» Trecho do documento:

Conto-me entre os que se entusiasmaram com
a eleição de Barack Obama para Presidente dos EUA, especialmente vindo
depois de G. Bush Jr, Presidente belicoso, fundamentalsta e de
pouqíssimas luzes. Este acreditava da iminência do Armagedon bíblico e
seguia à risca a ideologia do Destino Manifesto, um texto inventado pela
vontade imperial norteamericana, para justificar a guerra contra o
México, segundo o qual os EUA seriam o novo povo escolhido por Deus para
levar ao mundo os direitos humanos, a liberdade e a democracia. Esta
excepcionalidade se traduziu numa histórica arrogância que fazia os EUA
se arrogarem o direito de levar ao mudo inteiro, pela política ou
pelas armas, o seu estilo de vida e sua visão do mundo.
Esperava que o novo Presidente não fosse mais refém desta nefasta e
jorjada eleição divina, pois anunciava em seu programa o
multilateralismo e a não hegemonia. Mas tinha lá minhas desconfianças,
pois atrás do Yes, we can (“sim, nós podemos”) podia se esconder a velha
arrogância. Face à crise econômico-financeira apregoava que os EUA
mostrou em sua história que podia tudo e que ia superar a atual
situação. Agora por ocasião do assassinato de Osama bin Laden ordenada
por ele ( num Estado de direito que separa os poderes, tem o Executivo
o poder de mandar matar ou não cabe isso ao Judiciário que manda
prender, julgar e punir?) caiu a máscara. Não teve como esconder .a
arrogância atávica.
O Presidente, de extração humilde, afrodescentente, nascido fora do
Continente, primeiramente muçulmano e depois convertido evangélico,
disse claramente: ”O que aconteceu domingo envia uma mensagem a todo o
mundo: quando dizemos que nunca vamos esquecer, estamos falando sério”.
Em outras palavras: “Terroristas do mundo inteiro, nós vamos assassinar
vocês”. Aqui está revelada, sem meias palavras, toda a arrogância e a
atitude imperial de se sobrepor a toda ética.
Isso me faz lembrar uma frase de um teólogo que serviu por 12 anos como
assessor da ex-Inquisição em Roma e que veio me prestar solidariedade
por ocasião do processo doutrinário que lá sofri. Confessou-me: ”Aprenda
da minha experiência: a ex-Inquisição, não esquece nada, não perdoa nada
e cobra tudo; prepare-se”. Efetivamente assim foi o que senti. Pior
ocorreu com um teólogo moralista, queridíssimo em toda a cristandade, o
alemão, Bernhard Hâring, com câncer na garganta a ponto de quase não
poder falar. Mesmo assim foi submetido a rigoroso interrogatório na sala
escura daquela instância de terror psicológico por causa de algumas
afirmações sobre sexualidade. Ao sair confessou:“o interrogatório foi
pior do que aquele que sofri com a SS nazista durante a guerra”. O que
significa: pouco importa a etiqueta, católico ou nazista, todo sistema
autoritário e totalitário obedece à mesma lógica:cobra tudo, não esquece
e não perdoa. Assim prometeu Barack Osama e se propõe levar avante o
Estado terrorista, criado pelo seu antecessor, mantendo o Ato Patriótico
que autoriza a suspensão de certos direitos e a prisão preventiva de
suspeitos sem sequer avisar aos familiares, o que configura sequestro.

» Tarefas a realizar:
a) De acordo com o texto sobre a eleição de Barack Obama, por quantos anos o teólogo mencionado serviu como assessor da ex-Inquisição em Roma?
b) Prossiga a redação do texto sobre a eleição de Barack Obama a partir da última frase apresentada.

» Material fornecido:
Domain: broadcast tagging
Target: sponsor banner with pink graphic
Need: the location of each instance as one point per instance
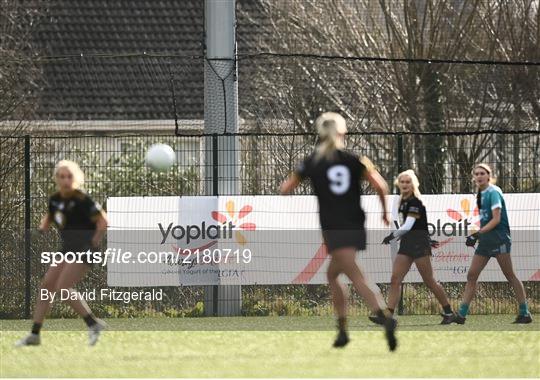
(239, 240)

» Respostas esperadas:
a) Por 12 anos.

b)
Não sem razão escreveu Johan Galtung, norueguês, o homem da cultura da
paz, criador de duas instituições de pesqusa da paz e inventor do método
Transcend na mediação dos conflitos (uma espécie de política do
ganha-ganha): tais atos aproximam os EUA ao Estado fascista.
O fato é que estamos diante de um Império. Ele é consequência logica e
necessária do presumido excepcionalismo É um império singular, não
baseado na ocupação territorial ou em colônias mas nas 800 bases
militares distribuidas pelo mundo todo, a maioria desnecessária para a
segurança americana. Elas estão lá para meter medo e garantir a
hegemonia no mundo. Nada disso foi desmontado pelo novo Imperador, nem
fechou Guantânamo como prometeu e ainda mais, enviou trinta mil soldados
ao Afeganistão para uma guerra de antemão perdida.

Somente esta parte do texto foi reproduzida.